SELECTED TEXT:
┄┄┄┄┄┄
“Doubt is not a pleasant condition but certainty is an absurd one.” Voltaire (1694-1778)
Hard to deny:
The multi-month uptrend in stock prices and improvement in labor numbers continues yet again . As gloom and doomers ease off from the ugly script, current economic numbers are in line with expectations. The mindset is slowly changing to the point where upside estimates are not viewed as a dramatic revelation but as moderate growth. Yet these rosy pictures are not enough to cleanse numerous doubts resurfacing from investment committees and spectators. In other words, some financial circles view further good news as already ‘priced into’ market pricing. Meanwhile, as political observers remind us, the race to election season has its influences on shaping perception. It’s only natural to expect that, but politics aside, the strength is quite visible despite lukewarm participation and low exchange volume.
This weekend, few headlines reminded us of the 3-year-old anniversary of this bull market in the US stock market. After all, March 2009 seemed bleak, following bailouts and escalating fears at alarming rates. Surely, near-term memories are tricky and often biased to selective memories. The main question remains: How much confidence restoration is left ahead? A question that strategists are wrestling with while weighing the justifications for adding or decreasing risk. Anticipating pullbacks has been a common form of thinking for several months, and that has yet to come to fruition. Interestingly, markets are not too friendly for common thinking, and a daring approach has its rewards. Despite the fear of stock prices rising too quickly , there is another perspective:
“Nine quarters of earnings growth have outpaced the index’s advance, leaving valuations 14 percent below the five-decade average of 16.4. The price-earnings ratio hasn’t been this low while the index was at a 52-week high in 23 years” (Bloomberg, March 5, 2012)
Next set of worries:
There is a consensus and established theme resurfacing. It circles around restructuring in Europe, recovering in America and potential overheating in emerging markets. Clearly, these are interlinked economies, but at different stages of a cycle. In fact, factors impacting these trends are at the core of decision makers’ minds. In the near-term, the sustainable growth in emerging markets is a wildcard and sparks thought-provoking debates. Plenty of pundits have waited for a while for a slowing grow rate in China and Brazil. These realizations beg for further confirmation and require investors to adjust expectations from last decade’s capital allocation. As usual, worry of rude awakening lingers in the psyche of risk managers. As we’ve learned in recent years, when cycle shifts take place, it takes time after early shocks to readjust. Thus, deciphering the real GDP in China and assessing the sustainability might provide the essential clue to this decade’s trends. Last week, China set its GDP target at 7.5% (in real term) for 2012, showcasing a scaled-down expectation not seen in several years.
┄┄┄┄┄┄
MATERIAL SHOWN:
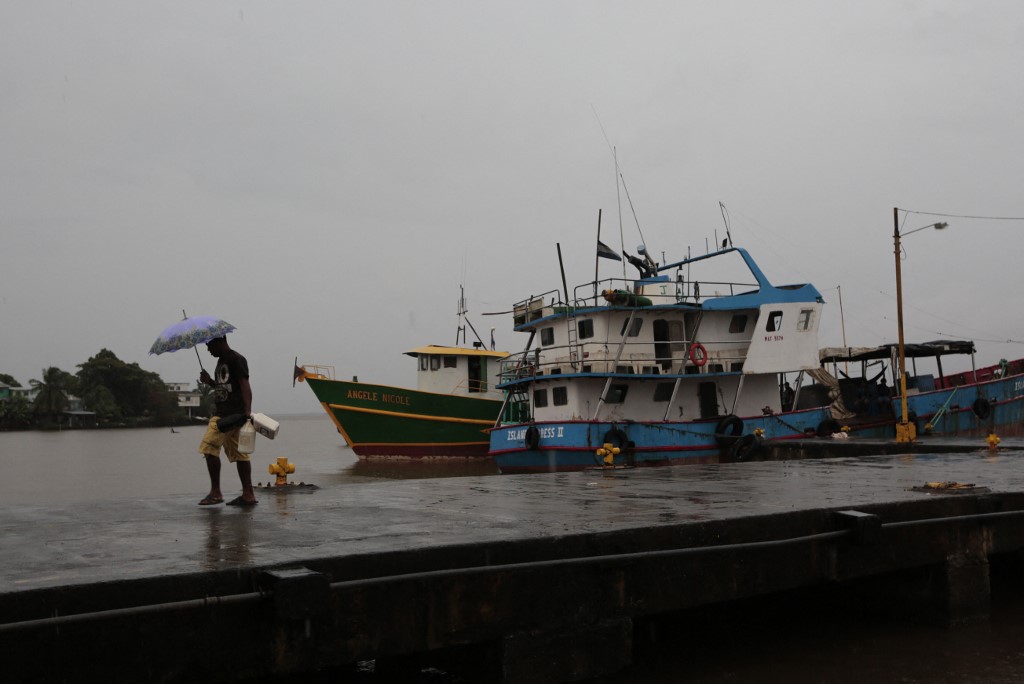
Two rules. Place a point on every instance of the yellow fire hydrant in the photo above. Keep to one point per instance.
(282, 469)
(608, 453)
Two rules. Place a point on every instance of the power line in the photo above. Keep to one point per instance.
┄┄┄┄┄┄
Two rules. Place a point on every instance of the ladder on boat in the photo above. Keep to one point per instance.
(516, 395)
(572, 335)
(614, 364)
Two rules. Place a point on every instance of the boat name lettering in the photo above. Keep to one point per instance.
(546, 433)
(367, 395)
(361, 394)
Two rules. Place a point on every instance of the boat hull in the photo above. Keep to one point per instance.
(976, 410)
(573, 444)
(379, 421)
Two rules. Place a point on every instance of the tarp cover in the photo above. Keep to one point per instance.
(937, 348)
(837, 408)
┄┄┄┄┄┄
REQUIRED TASK 1: According to the market commentary, what real GDP target did China set for 2012?
REQUIRED TASK 2: Transcribe everything in the records from the line containing "Two rules. Place a point on every instance of the yellow" down to the line containing "Two rules. Place a point on every instance of the power", including both of those lines.

WRITTEN REPLY 1: China set its 2012 real GDP target at 7.5%.

WRITTEN REPLY 2:
Two rules. Place a point on every instance of the yellow fire hydrant in the photo above. Keep to one point per instance.
(282, 469)
(608, 453)
Two rules. Place a point on every instance of the power line in the photo above. Keep to one point per instance.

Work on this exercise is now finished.